## Document section
## begin
When did this self-destructive streak first manifest itself, I wondered, and spent a few days after the discussion looking over its various manifestations. The first that I recall would have been when I was eleven and my brother nine. We were holidaying in the Turkish town of Cesme, by the Aegean, and my father had hired a car for a few days as we travelled up to Istanbul. There were few problems on the way there – though I was sick on the ferry across to Istanbul – and in the city my father, my mother, sister and brother, and myself, wandered around the vast, sea interrupted metropolis, in the pleasant June weather, with little sense of discomfort.
## end
## Stored data
## begin
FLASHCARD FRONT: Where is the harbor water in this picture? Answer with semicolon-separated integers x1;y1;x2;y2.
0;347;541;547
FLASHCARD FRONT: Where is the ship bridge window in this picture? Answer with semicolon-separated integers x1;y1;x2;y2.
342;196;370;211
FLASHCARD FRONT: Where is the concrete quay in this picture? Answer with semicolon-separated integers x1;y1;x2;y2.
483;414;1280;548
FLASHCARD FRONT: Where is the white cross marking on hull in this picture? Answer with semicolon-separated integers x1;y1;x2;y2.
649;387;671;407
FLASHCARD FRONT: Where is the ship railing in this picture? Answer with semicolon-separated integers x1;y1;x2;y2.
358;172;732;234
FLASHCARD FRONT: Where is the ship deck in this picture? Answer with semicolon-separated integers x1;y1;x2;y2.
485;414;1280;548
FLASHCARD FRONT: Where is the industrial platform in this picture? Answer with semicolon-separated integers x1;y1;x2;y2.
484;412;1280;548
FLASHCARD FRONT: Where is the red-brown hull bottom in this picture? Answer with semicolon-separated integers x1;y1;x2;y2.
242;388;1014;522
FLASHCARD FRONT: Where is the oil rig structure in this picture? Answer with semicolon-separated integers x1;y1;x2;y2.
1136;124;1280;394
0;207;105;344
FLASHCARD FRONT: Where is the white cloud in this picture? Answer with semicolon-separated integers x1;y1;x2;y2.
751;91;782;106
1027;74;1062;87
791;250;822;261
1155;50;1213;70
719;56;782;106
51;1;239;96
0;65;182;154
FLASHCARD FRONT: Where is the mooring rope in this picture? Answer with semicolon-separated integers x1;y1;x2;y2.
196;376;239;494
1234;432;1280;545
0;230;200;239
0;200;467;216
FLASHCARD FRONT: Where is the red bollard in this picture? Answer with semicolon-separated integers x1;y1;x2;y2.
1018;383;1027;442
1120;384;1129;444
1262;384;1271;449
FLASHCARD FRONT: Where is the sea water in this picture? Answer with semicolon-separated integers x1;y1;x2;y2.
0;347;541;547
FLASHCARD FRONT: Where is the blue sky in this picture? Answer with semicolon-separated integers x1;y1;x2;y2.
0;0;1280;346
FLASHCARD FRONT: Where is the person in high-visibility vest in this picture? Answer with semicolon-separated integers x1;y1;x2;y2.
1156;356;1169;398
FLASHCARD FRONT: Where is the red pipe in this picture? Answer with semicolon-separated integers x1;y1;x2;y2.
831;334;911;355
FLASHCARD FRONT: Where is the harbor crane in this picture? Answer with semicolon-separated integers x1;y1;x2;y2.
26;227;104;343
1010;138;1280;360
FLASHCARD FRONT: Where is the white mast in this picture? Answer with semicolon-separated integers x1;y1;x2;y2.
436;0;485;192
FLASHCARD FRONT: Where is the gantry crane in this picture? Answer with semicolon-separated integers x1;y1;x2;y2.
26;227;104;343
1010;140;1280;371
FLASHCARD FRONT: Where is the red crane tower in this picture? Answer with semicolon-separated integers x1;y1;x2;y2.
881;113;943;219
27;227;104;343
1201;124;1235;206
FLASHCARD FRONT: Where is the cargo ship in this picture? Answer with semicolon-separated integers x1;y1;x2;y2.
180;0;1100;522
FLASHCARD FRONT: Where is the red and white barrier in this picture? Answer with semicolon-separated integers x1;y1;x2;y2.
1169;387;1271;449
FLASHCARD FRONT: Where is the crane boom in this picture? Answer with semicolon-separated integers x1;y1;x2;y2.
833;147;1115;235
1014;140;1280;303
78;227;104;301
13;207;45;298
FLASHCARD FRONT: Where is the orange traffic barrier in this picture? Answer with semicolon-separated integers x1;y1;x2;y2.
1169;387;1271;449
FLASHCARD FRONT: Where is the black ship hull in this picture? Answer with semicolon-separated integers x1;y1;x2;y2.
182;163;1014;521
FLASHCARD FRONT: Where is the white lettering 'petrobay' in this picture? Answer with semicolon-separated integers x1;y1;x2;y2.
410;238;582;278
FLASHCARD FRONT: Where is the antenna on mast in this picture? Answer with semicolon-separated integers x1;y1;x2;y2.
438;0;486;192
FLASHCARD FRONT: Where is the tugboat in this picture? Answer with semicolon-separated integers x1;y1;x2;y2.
## end
## Task instructions
• A. Transcribe the passage about the family holiday in Turkey between "When did this" and "sense of discomfort.", inclusive.
• B. Translate this sentence from the passage about the family holiday in Turkey into Spanish: "The first that I recall would have been when I was eleven and my brother nine."
• C. Resume the passage about the family holiday in Turkey, picking up after its final sentence.

## Solved problems
• A.
When did this self-destructive streak first manifest itself, I wondered, and spent a few days after the discussion looking over its various manifestations. The first that I recall would have been when I was eleven and my brother nine. We were holidaying in the Turkish town of Cesme, by the Aegean, and my father had hired a car for a few days as we travelled up to Istanbul. There were few problems on the way there – though I was sick on the ferry across to Istanbul – and in the city my father, my mother, sister and brother, and myself, wandered around the vast, sea interrupted metropolis, in the pleasant June weather, with little sense of discomfort.

• B. La primera que recuerdo habría sido cuando yo tenía once años y mi hermano nueve.

• C.
The discomfort however was, in retrospect, present in an allusive way. My brother decided when we all had agreed we would take a ferry from one side of the Bosphorus to the other, that he didn’t want to go – he wanted to walk across the bridge. At first our parents took it to be a moment of mild petulance, but after a few minutes of gentle, humorous cajoling, my brother insisted he would not go on the boat. He never did explain, and though my father threatened to ‘tan his backside’, he was adamant. My father accepted my brother’s protestations finally, but punished him – and consequently all of us – by simply saying we would not go to the other side of the city at all. So we never did get to the toy shops on Istanbul’s main shopping boulevard, and yet more than any of us, it was my brother who wanted initially to go.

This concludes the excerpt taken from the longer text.